## PASSAGE PROVIDED

======

You are probably going to make fun of me for my attempt at this, but spending the summer doing math with my kids, is reawakening my math brain, and I’m willing to give it a try.
I took statistics, but not probability so, I may be way off base, but here we go:
1) The solution to how long it is going to take you is this
You have 15 possibilities, of which you can only pick three of them. So, you have 15 x 14 x 13 / 3 x 2 x 1 = 455 combinations, which at one per week will take you 8 years and 39 weeks to try all of the combinations.
2) An algorithm, I would assign each topping a number start at the top of your list. Then I would write a computer program to spit out my 455 combinations, print them out and keep it in my wallet, marking off combinations as I went. I would also keep a master copy somewhere so that if I lost my wallet, I wouldn’t have to start over again.

2. toomai says:

Good job. Still I have one question: How do I make my list of burgers?

3. Arlynda says:

My first answer was to answer the randomization concern, not the “how do I make a list of the toppings?” concern. I just thought it was pretty obvious how to make a list, sorry.
I walked my nephew through to the answer and this is how I did it. (Hang on the real answer is coming).
Let’s start with the case of two toppings on each burger. How many burgers do you get with mayo and one other topping? The answer is 14. You might be tempted to say then that the answer if 14 times 15 because there are 15 items and 14 possibilities for each, but there is overlap, take the onions, there are 14 sandwiches with onions, but you have already counted one of those with the mayonaise, so the original burgers you can make with onions is only 13, so you would add 14 + 13 + 12 + ….+ 1 = 105 burgers. So if we take these 105 burgers and add one more topping to them, how many hamburgers will you end up with?
In the case of Mayo and onion, you will end up with 13 burgers. In the case of mayo and relish, you will end up with 12 burgers. Mayo and Lettuce? 11, and so on, so all of the sandwiches with Mayo and two other toppings totals, 13 + 12 + 11 + …. + 1 = 91 burgers.
So what about original burgers with onions? Onions and mayo we have all of, so what about onions with relish? We have onions, relish and mayo already, right, so we are left with 12 burgers original to onions and relish. Then we have 11 burgers original to onions and lettuce, etc. So we end up with 12 + 11 + 10 + …+ 1 = 78
original with relish? 66 burgers
original with lettuce? 55 burgers
with pickles? 45 burgers
with tomatoes? 36
Grilled onions? 28
Grilled mushrooms? 21
Ketchup? 15
Mustard? 10
Jalapeno? 6
Bell peppers? 3
Green peppers? 1
We end up all of the burgers for A-1 sauce, BBQ Sauce and Hot Sauce so we don’t have to consider them separately.

======

## GIVEN ENTRIES

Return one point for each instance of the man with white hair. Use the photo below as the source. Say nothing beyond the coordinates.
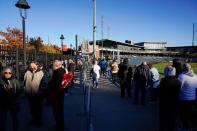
(35, 82)
(141, 79)
(168, 93)
(56, 97)
(187, 94)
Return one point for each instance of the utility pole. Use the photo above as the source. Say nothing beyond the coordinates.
(94, 28)
(193, 34)
(102, 34)
(108, 31)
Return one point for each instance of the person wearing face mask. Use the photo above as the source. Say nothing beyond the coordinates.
(35, 83)
(9, 98)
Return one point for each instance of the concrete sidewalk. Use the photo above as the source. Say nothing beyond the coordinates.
(109, 112)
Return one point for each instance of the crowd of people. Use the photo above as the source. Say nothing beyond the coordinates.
(39, 84)
(175, 92)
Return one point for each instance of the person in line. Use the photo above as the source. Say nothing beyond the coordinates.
(141, 80)
(71, 67)
(155, 80)
(103, 66)
(178, 66)
(9, 98)
(95, 72)
(55, 96)
(168, 94)
(122, 73)
(187, 95)
(114, 68)
(129, 81)
(35, 83)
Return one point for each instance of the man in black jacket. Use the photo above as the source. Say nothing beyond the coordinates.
(122, 73)
(56, 97)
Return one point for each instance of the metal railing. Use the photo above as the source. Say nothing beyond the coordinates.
(87, 100)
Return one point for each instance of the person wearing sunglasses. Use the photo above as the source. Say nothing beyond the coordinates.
(9, 98)
(35, 83)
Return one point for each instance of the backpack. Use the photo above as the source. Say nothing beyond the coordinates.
(66, 80)
(114, 68)
(141, 74)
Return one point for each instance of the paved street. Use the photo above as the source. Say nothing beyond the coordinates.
(109, 112)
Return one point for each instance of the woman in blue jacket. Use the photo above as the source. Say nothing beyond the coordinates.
(9, 98)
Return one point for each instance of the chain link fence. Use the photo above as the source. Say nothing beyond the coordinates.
(14, 57)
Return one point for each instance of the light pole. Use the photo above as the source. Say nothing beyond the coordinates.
(71, 48)
(23, 5)
(62, 39)
(94, 28)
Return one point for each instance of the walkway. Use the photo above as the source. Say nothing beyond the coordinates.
(109, 112)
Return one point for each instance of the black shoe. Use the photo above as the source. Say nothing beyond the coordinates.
(31, 123)
(38, 124)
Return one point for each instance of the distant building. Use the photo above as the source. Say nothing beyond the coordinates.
(154, 46)
(113, 48)
(184, 50)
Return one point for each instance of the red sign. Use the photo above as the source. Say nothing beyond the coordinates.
(65, 48)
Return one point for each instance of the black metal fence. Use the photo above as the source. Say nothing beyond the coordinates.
(12, 56)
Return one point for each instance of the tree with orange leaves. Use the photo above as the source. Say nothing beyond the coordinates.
(13, 37)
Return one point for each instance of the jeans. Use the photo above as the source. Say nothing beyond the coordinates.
(95, 82)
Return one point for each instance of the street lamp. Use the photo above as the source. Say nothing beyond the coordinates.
(62, 38)
(94, 28)
(71, 48)
(23, 5)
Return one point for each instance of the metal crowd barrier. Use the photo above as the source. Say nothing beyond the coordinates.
(87, 100)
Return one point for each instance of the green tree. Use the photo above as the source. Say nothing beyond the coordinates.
(37, 43)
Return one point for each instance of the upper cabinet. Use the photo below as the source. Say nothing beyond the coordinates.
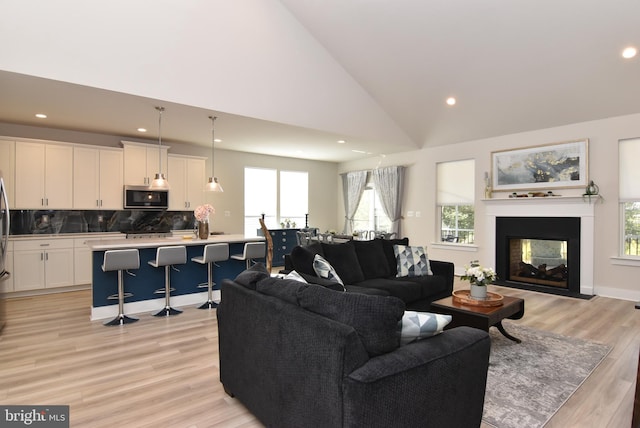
(186, 175)
(141, 162)
(7, 167)
(98, 178)
(43, 175)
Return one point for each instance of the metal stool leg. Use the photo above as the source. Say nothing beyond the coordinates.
(121, 319)
(209, 304)
(167, 310)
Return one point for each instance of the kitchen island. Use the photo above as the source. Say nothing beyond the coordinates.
(149, 279)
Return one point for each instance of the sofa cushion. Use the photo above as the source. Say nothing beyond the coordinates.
(371, 258)
(387, 245)
(324, 270)
(302, 257)
(314, 279)
(418, 325)
(251, 276)
(344, 260)
(430, 285)
(374, 318)
(411, 261)
(285, 289)
(407, 291)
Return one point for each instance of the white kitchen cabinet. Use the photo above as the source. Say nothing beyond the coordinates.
(82, 261)
(6, 286)
(186, 175)
(43, 176)
(141, 162)
(98, 178)
(7, 167)
(46, 263)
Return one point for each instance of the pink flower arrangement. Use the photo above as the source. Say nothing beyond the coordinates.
(203, 211)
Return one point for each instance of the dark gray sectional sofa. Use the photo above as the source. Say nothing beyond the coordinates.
(302, 355)
(370, 267)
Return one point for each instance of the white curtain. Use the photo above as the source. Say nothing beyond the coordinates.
(353, 184)
(389, 183)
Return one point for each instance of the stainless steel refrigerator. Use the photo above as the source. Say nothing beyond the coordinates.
(5, 226)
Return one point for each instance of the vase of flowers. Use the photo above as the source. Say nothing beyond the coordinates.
(202, 217)
(479, 277)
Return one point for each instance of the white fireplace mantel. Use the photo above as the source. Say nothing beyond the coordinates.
(549, 207)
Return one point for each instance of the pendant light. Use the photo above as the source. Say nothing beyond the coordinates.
(213, 185)
(159, 182)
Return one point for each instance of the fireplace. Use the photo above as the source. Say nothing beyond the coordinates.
(578, 252)
(539, 253)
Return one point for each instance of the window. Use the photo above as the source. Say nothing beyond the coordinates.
(279, 196)
(629, 194)
(455, 197)
(370, 215)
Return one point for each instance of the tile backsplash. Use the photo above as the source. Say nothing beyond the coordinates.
(41, 222)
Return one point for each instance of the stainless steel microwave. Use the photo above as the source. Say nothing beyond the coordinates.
(141, 197)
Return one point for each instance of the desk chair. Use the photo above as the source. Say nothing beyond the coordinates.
(252, 250)
(212, 253)
(121, 260)
(167, 257)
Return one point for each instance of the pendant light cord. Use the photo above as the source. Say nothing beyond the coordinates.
(213, 142)
(160, 109)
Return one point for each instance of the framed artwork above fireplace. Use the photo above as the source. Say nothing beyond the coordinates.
(548, 166)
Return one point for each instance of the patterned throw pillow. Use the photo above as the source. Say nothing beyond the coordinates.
(412, 261)
(295, 276)
(324, 270)
(418, 325)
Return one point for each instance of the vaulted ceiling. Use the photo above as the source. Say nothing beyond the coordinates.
(291, 77)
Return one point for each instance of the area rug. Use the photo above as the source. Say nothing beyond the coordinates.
(528, 382)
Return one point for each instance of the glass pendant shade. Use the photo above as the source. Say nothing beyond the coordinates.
(213, 185)
(159, 182)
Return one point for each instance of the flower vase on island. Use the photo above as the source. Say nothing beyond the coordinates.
(478, 278)
(202, 217)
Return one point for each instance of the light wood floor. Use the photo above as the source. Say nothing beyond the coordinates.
(163, 372)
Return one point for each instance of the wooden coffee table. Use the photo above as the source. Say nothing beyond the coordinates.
(479, 316)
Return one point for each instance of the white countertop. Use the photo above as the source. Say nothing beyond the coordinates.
(116, 244)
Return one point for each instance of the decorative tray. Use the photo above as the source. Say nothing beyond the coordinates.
(463, 296)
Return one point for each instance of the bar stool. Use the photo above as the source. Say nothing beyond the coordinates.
(252, 250)
(167, 257)
(121, 260)
(212, 253)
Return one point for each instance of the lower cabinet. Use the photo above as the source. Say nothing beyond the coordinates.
(41, 264)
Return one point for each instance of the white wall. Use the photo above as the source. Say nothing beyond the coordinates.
(610, 279)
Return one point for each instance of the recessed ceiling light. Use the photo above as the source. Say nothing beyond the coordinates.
(629, 52)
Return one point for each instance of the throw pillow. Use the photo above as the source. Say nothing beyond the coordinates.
(324, 270)
(418, 325)
(344, 260)
(285, 289)
(295, 276)
(251, 276)
(302, 257)
(374, 318)
(387, 246)
(411, 261)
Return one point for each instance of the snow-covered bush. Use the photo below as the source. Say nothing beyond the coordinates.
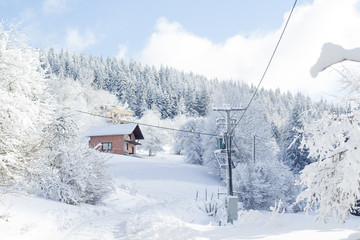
(189, 141)
(76, 173)
(332, 183)
(23, 110)
(261, 184)
(154, 137)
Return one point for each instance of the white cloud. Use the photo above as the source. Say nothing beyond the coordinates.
(245, 58)
(77, 42)
(54, 6)
(122, 51)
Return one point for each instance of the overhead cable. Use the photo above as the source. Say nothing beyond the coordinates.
(267, 67)
(154, 126)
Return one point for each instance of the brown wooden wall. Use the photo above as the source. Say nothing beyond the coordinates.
(118, 145)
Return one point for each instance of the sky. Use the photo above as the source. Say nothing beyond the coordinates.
(227, 39)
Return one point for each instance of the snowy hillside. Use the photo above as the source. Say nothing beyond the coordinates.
(155, 198)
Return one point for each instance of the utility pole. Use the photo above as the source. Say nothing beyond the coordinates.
(231, 200)
(254, 148)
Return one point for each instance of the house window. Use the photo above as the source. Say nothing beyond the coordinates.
(106, 146)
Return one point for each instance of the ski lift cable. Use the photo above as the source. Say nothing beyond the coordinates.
(154, 126)
(267, 67)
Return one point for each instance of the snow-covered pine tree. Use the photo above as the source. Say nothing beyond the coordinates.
(291, 154)
(332, 183)
(23, 110)
(76, 173)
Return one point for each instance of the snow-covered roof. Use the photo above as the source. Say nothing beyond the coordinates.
(112, 129)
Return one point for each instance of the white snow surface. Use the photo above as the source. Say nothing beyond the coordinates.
(155, 199)
(332, 54)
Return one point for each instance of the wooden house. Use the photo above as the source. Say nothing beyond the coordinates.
(117, 139)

======

## OBJECTIVE
List every topping in the burger-topping discussion whose name contains the word "sauce."

## RESULT OF THIS EXERCISE
A-1 sauce, BBQ Sauce, Hot Sauce